— SELECTED PASSAGE —
__________________________________________________

Heart health is a big issue in Northern Ireland, with 39% of all adult deaths caused by chest, heart or stroke conditions and 11% of the population living with these conditions.
With obesity on the increase, a fruit and vegetable intake lower than anywhere else in the UK and our lack of exercise, these figures are unlikely to get better any time soon.
The good news is that we can turn this around, by making some simple change to our diet and lifestyle, for the good of our heart.
- Eat more fat – it is well known that omega 3 rich oily fish like salmon, mackerel, herring, trout and sardines are great for our cardiovascular system. Aim for 3 x week. Avocados, nuts, seeds, olive oil are good choices too.
- Cut the trans fats. Never cook with vegetable oil, as the high temperature causes damage to these delicate oils, creating hydrogenated, or trans fats, which have been linked to high LDL (bad) cholesterol and reduced HDL (good) cholesterol. Trans fats are found in baked goods, crisps, chips, fried foods and margarines. The best oil for cooking is coconut oil, which is stable at high temperatures and less prone to damage. Coconut oil has also been shown to increase the protective HDL cholesterol and reduce LDL.
- 7 a day. Aim to eat at least 4 portions of vegetables and a couple of pieces of fruit every day and include as many different colours as you can. packed with fibre, magnesium, potassium and folic acid, vegetables and fruit are essential ingredients of any heart health diet.
- Oats contain an ingredient called beta glucans, which help balance cholesterol and triglycerides. So get your oats with porridge or oatcakes every day.
- Include 1-2 tablespoonfuls of flaxseeds every day to help reduce cholesterol. Add to porridge, soups, yoghurt or smoothies.
- Walnuts and almonds also seems o be protective for heart health, so have a handful as a snack.
- Herbs and spices like garlic, turmeric, ginger and rosemary are a great addition your health heart diet and may have therapeutic effects.
- Eat a Mediterranean diet – packed with oily fish, olive oil (as dressings and drizzles, not for cooking!), plenty of fresh fruit and vegetables, pulses and wholegrains and a little red wine in moderation of course!
- Regular exercise improves blood flow, brings more oxygen to cells, helps blood sugar balance and aids stress management, so get moving!
- Stress reduction in whatever form is best for you is essential to balance the stresses of daily life. Meditation, tai chi, a walk in the park, reading a book or doing something creative like knitting, painting or crochet can all help you unwind and relax.

__________________________________________________

— EXTRACTED ENTRIES —
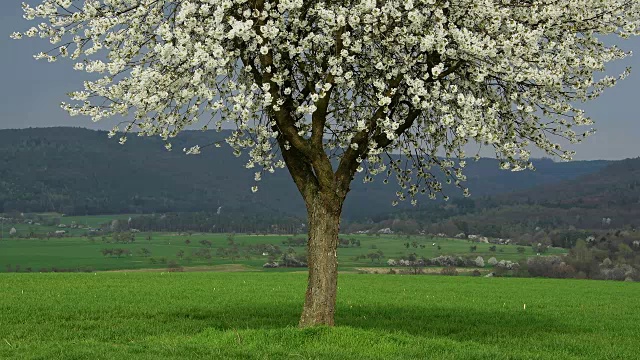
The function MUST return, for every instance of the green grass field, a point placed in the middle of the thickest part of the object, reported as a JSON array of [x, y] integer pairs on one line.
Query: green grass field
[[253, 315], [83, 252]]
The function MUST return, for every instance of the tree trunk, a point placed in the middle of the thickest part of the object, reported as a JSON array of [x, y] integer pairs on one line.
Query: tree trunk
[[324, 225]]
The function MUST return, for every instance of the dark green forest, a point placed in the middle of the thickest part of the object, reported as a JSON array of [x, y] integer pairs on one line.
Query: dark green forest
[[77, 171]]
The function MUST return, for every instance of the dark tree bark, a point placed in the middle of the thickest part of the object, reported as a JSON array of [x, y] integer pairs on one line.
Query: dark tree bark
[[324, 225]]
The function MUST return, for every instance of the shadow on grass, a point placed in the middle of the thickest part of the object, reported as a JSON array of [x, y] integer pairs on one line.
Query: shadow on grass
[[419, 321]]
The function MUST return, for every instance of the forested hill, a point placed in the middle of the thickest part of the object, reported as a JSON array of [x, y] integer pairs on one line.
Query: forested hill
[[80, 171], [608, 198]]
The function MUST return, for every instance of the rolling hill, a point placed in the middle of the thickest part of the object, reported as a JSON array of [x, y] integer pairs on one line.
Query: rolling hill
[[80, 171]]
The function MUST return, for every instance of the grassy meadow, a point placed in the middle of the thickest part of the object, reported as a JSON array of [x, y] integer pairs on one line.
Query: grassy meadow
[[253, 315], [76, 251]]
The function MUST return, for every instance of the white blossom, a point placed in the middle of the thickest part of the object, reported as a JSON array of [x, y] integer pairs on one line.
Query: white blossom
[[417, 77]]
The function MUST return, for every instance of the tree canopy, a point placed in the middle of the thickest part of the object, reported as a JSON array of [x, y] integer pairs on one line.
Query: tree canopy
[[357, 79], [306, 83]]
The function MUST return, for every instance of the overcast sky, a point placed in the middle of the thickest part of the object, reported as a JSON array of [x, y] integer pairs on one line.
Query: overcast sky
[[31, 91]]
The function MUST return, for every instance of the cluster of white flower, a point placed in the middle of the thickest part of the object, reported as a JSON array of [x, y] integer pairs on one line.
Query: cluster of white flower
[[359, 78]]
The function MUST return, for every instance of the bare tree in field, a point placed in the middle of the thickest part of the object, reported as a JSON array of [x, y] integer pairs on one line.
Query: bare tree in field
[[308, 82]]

__________________________________________________

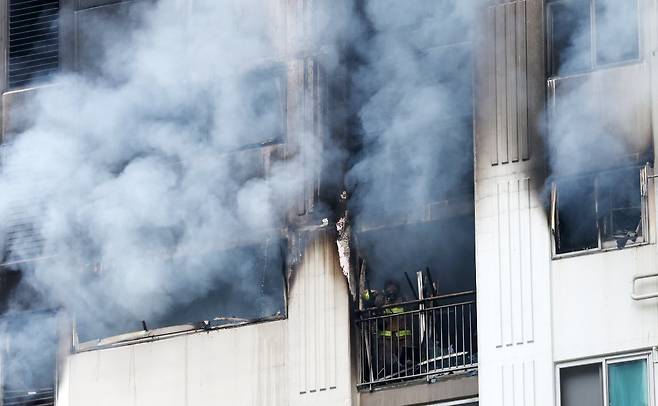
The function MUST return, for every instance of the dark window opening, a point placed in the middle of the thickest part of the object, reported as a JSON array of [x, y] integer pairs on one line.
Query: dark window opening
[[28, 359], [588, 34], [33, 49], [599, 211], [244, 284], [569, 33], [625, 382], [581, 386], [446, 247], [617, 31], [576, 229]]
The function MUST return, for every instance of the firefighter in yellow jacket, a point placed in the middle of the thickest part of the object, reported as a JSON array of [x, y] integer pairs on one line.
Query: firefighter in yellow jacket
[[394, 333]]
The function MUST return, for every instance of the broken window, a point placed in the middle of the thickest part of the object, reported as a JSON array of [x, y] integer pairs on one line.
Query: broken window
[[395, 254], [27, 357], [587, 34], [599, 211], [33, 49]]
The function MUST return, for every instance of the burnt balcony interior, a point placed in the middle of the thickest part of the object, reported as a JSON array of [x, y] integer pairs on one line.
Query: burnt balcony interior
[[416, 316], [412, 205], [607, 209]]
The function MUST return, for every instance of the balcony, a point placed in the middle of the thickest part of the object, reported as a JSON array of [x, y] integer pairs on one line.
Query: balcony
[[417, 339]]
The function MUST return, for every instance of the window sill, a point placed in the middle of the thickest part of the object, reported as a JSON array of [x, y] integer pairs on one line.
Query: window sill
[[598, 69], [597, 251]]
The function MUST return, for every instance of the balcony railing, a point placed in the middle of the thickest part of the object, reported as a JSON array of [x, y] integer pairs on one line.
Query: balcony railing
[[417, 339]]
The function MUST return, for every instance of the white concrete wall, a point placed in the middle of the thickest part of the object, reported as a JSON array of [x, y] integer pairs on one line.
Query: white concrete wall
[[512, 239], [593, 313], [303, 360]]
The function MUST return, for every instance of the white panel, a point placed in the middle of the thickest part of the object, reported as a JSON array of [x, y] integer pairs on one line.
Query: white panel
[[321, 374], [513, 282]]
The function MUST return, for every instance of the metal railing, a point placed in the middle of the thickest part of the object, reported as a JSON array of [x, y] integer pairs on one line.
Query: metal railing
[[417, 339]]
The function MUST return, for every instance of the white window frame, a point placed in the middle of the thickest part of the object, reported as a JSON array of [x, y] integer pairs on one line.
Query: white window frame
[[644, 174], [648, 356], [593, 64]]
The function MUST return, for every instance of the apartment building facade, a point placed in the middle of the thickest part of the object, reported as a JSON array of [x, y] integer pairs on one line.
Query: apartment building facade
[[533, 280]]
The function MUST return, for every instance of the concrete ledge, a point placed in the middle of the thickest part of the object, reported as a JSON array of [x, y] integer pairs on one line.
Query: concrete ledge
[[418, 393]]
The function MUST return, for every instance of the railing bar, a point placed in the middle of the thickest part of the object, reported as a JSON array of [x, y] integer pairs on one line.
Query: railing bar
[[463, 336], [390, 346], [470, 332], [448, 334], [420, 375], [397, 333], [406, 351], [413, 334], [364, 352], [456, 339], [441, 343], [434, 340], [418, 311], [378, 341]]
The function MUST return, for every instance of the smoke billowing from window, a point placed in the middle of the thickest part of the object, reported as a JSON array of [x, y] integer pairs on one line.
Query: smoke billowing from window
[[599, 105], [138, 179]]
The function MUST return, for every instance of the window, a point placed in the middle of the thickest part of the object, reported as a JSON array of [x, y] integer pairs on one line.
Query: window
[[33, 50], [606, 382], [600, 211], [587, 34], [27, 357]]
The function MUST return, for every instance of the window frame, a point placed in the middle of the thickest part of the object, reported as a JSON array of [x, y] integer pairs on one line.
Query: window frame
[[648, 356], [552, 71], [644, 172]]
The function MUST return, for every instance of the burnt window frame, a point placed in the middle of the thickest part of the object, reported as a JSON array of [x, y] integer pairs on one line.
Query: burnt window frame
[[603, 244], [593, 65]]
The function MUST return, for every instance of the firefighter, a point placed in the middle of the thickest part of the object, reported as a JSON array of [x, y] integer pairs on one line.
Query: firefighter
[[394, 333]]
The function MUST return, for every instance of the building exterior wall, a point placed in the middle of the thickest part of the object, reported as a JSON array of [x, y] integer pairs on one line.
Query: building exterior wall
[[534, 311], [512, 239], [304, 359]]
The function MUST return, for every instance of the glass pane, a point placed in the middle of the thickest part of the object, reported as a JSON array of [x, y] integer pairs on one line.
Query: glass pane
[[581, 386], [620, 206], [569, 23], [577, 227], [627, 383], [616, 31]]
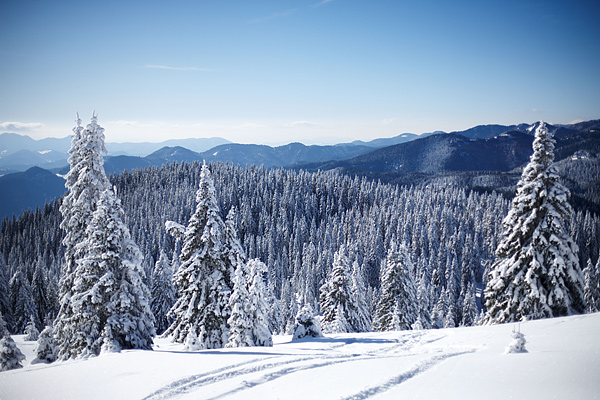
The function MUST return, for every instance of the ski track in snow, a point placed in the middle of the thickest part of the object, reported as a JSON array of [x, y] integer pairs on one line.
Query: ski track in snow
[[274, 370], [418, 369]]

__________________________________________________

— TASKS FOR THIS EXERCISE —
(A) Using the heart health passage, decide whether each statement agrees with it: (i) In Northern Ireland, 39% of all adult deaths are caused by chest, heart or stroke conditions. (ii) Olive oil is recommended for cooking. (iii) Oily fish should be eaten about three times a week. For each, answer yes or no and quote the words from the passage that settle it.
(B) Name every oily fish that the heart health passage lists as rich in omega 3.
(C) Translate this sentence from the heart health passage into Spanish: "Oats contain an ingredient called beta glucans, which help balance cholesterol and triglycerides."
The records come from a separate source, not from the heart health passage.

— EXPECTED RESULTS —
(A)
(i) Yes: "39% of all adult deaths caused by chest, heart or stroke conditions"
(ii) No: "olive oil (as dressings and drizzles, not for cooking!)"
(iii) Yes: "Aim for 3 x week."

(B) Salmon, mackerel, herring, trout, sardines

(C) La avena contiene un ingrediente llamado betaglucanos, que ayudan a equilibrar el colesterol y los triglicéridos.